Page text:
Hello, I’m Anita (not my real name) and here’s my story:
“I got married reasonably early-I was 19 and by the time I was 24, I already had 4 kids, (3 boys and a girl). When we got married, my husband promised I would go back to school, that I would go to the university, but even me I know I don’t have the mind for school again.
When I got married, I told myself, I wanted to do “quick-quick and born all of them” then go to the university and continue my life, but after four children I have become tired. My husband does not help with picking children from school or their homework or even settling their fights. He just watches his TV, chats on his phone, and then comes to bed to ‘sex’ me. See, it’s not like I’m complaining, I know he’s a good man. He is rich and provides for his family, but as an African man, he feels children are women’s work and has told me that I should stop complaining.
When I became pregnant for the 5th time, I knew I was in hot soup, I just couldn’t take it again., I cried like a baby. My husband was happy; he said his late mother had 9 children, so 5 children ‘sef’ is small. I never met his mother, but something tells me she was as unhappy as I am.
After my 5th baby:
I asked the nurse quietly after all the visitors had gone. “what can I do?” and then I just started to cry. She did not hesitate to explain different contraceptive options to me because she said she had been watching me. Watching me! Why were you watching me? She says she does not want to interfere with my family. I burst into fresh tears and cried till she was begging me to stop. When I left the hospital, I was armed with my 3month contraceptive injection.
How I keep my secret safe:
My husband is still expecting child number six to enter and so whenever he suspects me, I remind him that our doctor said I had a difficult delivery and that it is still affecting me. This contraceptive injection is my precious secret and I will protect it till I am very old and can’t ‘born’ again. Me that if I get pregnant again, I think I might run mad. This is the only way i know to save myself because I cannot come and die and allow another woman to raise my kids for me or let my rich husband use the opportunity of my death to marry a younger woman.
What do you think about Anita’s secret? Should she tell her husband? Are you hiding a similar secret?

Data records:
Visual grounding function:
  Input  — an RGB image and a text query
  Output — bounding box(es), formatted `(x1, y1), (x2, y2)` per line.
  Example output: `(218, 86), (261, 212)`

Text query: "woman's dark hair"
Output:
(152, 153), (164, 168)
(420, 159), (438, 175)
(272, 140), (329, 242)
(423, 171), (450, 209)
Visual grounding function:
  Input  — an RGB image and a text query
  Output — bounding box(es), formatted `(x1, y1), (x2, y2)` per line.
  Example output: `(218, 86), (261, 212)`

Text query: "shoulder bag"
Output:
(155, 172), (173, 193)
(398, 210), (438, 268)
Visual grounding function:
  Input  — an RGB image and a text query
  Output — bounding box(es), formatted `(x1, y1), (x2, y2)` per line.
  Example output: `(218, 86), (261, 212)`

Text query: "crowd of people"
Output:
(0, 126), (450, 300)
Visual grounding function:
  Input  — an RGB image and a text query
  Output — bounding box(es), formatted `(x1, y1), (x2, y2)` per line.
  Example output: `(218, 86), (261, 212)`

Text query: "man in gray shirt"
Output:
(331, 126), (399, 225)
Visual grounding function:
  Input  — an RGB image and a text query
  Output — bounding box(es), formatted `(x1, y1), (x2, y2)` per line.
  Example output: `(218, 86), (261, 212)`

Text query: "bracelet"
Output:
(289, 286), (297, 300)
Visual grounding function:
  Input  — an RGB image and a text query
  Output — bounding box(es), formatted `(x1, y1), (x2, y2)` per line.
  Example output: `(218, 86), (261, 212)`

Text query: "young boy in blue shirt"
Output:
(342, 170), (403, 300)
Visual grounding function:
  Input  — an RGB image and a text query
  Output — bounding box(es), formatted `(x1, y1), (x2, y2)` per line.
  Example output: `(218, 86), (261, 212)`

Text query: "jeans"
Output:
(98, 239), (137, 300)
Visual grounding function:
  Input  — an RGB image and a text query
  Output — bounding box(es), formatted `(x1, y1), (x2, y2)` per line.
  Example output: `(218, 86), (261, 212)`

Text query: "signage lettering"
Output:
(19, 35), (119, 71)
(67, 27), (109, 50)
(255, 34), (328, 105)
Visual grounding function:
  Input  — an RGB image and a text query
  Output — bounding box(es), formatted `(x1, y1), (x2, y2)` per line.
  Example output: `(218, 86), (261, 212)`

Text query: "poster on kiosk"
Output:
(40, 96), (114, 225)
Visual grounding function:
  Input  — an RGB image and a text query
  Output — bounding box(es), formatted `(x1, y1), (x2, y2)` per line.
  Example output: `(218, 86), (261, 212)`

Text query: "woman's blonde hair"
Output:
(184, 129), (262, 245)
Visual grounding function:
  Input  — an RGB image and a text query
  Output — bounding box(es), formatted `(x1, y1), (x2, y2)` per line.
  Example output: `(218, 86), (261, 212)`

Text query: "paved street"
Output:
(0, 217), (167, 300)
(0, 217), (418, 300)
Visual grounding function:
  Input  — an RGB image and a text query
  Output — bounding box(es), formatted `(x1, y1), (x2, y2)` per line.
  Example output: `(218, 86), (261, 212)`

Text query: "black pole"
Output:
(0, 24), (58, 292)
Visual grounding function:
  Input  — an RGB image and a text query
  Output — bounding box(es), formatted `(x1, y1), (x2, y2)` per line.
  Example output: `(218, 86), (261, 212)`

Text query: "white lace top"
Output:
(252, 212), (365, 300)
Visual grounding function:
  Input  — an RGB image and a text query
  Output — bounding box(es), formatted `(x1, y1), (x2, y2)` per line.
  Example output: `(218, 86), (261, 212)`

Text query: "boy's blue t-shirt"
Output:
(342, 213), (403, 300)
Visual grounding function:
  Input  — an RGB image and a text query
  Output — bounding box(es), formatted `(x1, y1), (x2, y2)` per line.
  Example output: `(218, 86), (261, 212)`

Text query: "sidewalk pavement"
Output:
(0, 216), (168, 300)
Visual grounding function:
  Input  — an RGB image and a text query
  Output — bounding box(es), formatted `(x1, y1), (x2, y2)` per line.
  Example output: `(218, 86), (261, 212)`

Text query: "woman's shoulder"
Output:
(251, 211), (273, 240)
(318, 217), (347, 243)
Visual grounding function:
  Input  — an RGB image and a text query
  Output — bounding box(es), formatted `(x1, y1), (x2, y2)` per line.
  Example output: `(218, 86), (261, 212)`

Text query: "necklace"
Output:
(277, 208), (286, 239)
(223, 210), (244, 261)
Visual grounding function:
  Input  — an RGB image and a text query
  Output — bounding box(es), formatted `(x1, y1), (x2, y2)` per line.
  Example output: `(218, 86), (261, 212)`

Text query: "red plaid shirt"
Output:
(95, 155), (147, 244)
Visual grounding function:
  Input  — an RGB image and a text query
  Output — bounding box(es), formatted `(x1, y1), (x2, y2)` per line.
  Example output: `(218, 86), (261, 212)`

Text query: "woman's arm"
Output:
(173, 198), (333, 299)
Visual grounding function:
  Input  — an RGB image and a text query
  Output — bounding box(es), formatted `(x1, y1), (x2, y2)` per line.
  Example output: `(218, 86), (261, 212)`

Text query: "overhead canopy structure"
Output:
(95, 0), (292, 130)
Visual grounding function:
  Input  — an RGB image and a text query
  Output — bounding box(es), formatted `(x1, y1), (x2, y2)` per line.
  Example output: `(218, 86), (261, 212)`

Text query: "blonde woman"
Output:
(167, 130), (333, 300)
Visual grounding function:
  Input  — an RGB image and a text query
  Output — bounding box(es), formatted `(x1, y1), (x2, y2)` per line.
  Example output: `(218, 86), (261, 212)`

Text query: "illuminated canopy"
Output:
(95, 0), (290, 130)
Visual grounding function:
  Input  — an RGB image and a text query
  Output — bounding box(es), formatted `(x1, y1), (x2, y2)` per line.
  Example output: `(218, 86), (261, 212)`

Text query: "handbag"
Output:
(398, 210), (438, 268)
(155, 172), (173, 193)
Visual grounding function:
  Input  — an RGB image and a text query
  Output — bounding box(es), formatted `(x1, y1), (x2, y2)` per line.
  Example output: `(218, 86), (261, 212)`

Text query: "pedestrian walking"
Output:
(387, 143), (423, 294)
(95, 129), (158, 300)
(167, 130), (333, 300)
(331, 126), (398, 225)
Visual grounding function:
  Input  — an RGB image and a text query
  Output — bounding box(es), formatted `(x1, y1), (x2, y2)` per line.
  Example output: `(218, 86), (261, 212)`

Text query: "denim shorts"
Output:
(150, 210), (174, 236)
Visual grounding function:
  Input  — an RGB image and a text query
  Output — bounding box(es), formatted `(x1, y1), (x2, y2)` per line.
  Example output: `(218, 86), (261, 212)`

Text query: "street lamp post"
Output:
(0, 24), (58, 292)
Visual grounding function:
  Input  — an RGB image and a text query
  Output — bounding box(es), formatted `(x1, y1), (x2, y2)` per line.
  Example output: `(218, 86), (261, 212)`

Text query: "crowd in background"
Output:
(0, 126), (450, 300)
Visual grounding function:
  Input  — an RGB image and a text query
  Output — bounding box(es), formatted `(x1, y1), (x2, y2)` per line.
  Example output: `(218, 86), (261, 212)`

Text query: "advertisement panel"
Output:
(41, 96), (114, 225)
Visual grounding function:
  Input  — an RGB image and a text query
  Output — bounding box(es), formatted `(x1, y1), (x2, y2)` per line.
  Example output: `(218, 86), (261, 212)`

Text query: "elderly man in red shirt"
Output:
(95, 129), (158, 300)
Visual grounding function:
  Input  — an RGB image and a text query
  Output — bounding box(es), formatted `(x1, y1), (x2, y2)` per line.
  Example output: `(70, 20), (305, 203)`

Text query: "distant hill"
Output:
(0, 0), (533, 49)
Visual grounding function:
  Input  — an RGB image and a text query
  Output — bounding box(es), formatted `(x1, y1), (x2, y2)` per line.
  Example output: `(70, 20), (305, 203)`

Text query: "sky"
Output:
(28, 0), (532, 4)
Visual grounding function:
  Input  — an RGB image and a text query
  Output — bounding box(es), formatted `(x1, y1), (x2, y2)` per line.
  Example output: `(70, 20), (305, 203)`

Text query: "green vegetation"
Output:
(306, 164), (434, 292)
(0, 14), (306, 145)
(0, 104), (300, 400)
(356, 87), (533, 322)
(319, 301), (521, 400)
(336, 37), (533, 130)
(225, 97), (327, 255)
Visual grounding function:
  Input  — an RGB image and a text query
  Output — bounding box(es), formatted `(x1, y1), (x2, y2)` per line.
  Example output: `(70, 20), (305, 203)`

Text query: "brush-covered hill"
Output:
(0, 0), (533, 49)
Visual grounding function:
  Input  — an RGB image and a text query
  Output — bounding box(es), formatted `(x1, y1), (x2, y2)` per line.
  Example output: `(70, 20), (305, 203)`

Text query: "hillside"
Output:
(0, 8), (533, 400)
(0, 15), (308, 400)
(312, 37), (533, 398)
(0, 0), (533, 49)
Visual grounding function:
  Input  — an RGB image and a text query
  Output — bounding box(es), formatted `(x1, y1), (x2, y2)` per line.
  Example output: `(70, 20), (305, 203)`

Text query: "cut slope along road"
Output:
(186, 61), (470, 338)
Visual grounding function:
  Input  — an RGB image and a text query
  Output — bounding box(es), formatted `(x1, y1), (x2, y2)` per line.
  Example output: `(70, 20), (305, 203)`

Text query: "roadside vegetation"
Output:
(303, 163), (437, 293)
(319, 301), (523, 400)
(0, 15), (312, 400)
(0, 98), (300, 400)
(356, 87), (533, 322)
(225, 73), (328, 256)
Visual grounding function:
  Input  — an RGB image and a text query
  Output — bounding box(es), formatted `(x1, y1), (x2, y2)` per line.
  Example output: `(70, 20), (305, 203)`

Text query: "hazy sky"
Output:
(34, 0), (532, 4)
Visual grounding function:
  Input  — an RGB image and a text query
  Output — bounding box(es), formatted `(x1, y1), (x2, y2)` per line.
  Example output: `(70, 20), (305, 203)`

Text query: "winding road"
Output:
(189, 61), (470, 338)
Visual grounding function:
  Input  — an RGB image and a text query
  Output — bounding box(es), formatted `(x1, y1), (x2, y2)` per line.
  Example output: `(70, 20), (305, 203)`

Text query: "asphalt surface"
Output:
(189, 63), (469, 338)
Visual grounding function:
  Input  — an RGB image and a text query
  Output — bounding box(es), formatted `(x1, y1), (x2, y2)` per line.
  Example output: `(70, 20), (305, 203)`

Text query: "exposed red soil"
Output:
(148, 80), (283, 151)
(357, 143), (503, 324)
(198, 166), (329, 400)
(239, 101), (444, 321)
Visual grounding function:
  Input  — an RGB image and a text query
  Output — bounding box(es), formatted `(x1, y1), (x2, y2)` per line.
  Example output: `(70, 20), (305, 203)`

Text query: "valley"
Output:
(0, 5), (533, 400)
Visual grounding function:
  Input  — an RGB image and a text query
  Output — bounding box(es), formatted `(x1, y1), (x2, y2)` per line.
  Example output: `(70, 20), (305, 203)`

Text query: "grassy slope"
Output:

Task instructions:
1) Decide whether each statement agrees with Anita's story, answering yes or no and quoting the words from the story that settle it: (a) Anita had four children by the age of 24; (b) Anita's husband helps the children with their homework; (c) Anita left the hospital with a six-month contraceptive injection.
2) According to Anita's story, what does Anita remind her husband of whenever he suspects her?
The records have no connection to the text.

Task solutions:
1)
(a) Yes: "by the time I was 24, I already had 4 kids"
(b) No: "My husband does not help with picking children from school or their homework"
(c) No: "I was armed with my 3month contraceptive injection"

2) She reminds him that their doctor said she had a difficult delivery and that it is still affecting her.